QUOTED PASSAGE:

※ ※ ※

TLDR:
How does training LLMs with long chain-of-thought (CoT) (like distillation from DeepSeek-R1) impacts their general long-context capabilities?
To investigate this question, we evaluate a series of reasoning models on the LongProc benchmark. Our results reveal some interesting findings:
- Reasoning models outperform their instruction-tuned counterparts, suggesting benefits of long CoT training for long-form generation. However, there still remains substantial room for further improvements.
- Instruction-tuned models, when prompted with detailed procedures showcasing branching and backtracking capabilities, can sometimes match the performance of reasoning models. Reasoning models also perform better when prompted with procedures.
The recent emergence of large reasoning models has dramatically extended the length of CoT that LLMs can generate. Today’s models like OpenAI-o1/o and DeepSeek-R1 can sustain thinking for up to 32K tokens when tackling complex reasoning problems. This capability closely aligns with the skills tested in our recent benchmark, LongProc.
Here’s a brief introduction to LongProc (Long Procedural Generation). LongProc is a benchmark specifically designed to test both the integration of highly dispersed information and long-form generation capabilities. It consists of six diverse procedural generation tasks, such as extracting structured information from HTML pages into TSV format and executing complex search procedures to create detailed travel plans.
In this blog post, we investigate the connection between training on long CoT reasoning and LLMs’ broader long-context capabilities. We evaluate three reasoning models distilled from DeepSeek-R1 (R1-Distill-Llama-8B, R1-Distill-Qwen-32B, R1-Distill-Llama-70B), and compare these reasoning-focused models against their instruction-tuned counterparts (Llama-3.1-8B, Qwen2.5-32B, Llama-3.3-70B). Each task in LongProc comes in three difficulty levels with maximum output requirements of 500, 2K, and 8K tokens. While LongProc primarily focuses on test long-form generation, some tasks such as HTML to TSV also exhibit long input text (over 32K tokens).
For instruction-tuned models, we set the maximum number of output tokens accordingly; for reasoning models, we allow generation of up to 16K tokens, accommodating the additional “thinking” tokens these models utilize during processing.

※ ※ ※

TASKS TO COMPLETE:
A: In the LongProc post, switch "instruction-tuned counterparts" to "instruction-tuned baselines" and give the passage from "In this blog" up to and including "utilize during processing.".
B: Please answer these questions from the LongProc post:
(i) How many procedural generation tasks make up LongProc?
(ii) Up to how many output tokens are reasoning models allowed to generate?
(iii) For up to how many tokens can models like DeepSeek-R1 sustain thinking on complex reasoning problems?
C: List every model the LongProc post names as evaluated, both reasoning and instruction-tuned.
The data after this point comes from a separate source.

DATA SEGMENT:
※ ※ ※

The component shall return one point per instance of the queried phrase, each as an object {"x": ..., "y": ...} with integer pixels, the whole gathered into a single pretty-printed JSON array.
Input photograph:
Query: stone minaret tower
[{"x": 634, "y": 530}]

※ ※ ※

ANSWERS FOR THE EXERCISE:
A:
In this blog post, we investigate the connection between training on long CoT reasoning and LLMs’ broader long-context capabilities. We evaluate three reasoning models distilled from DeepSeek-R1 (R1-Distill-Llama-8B, R1-Distill-Qwen-32B, R1-Distill-Llama-70B), and compare these reasoning-focused models against their instruction-tuned baselines (Llama-3.1-8B, Qwen2.5-32B, Llama-3.3-70B). Each task in LongProc comes in three difficulty levels with maximum output requirements of 500, 2K, and 8K tokens. While LongProc primarily focuses on test long-form generation, some tasks such as HTML to TSV also exhibit long input text (over 32K tokens).
For instruction-tuned models, we set the maximum number of output tokens accordingly; for reasoning models, we allow generation of up to 16K tokens, accommodating the additional “thinking” tokens these models utilize during processing.

B:
(i) Six.
(ii) Up to 16K tokens.
(iii) Up to 32K tokens.

C: R1-Distill-Llama-8B, R1-Distill-Qwen-32B, R1-Distill-Llama-70B, Llama-3.1-8B, Qwen2.5-32B, Llama-3.3-70B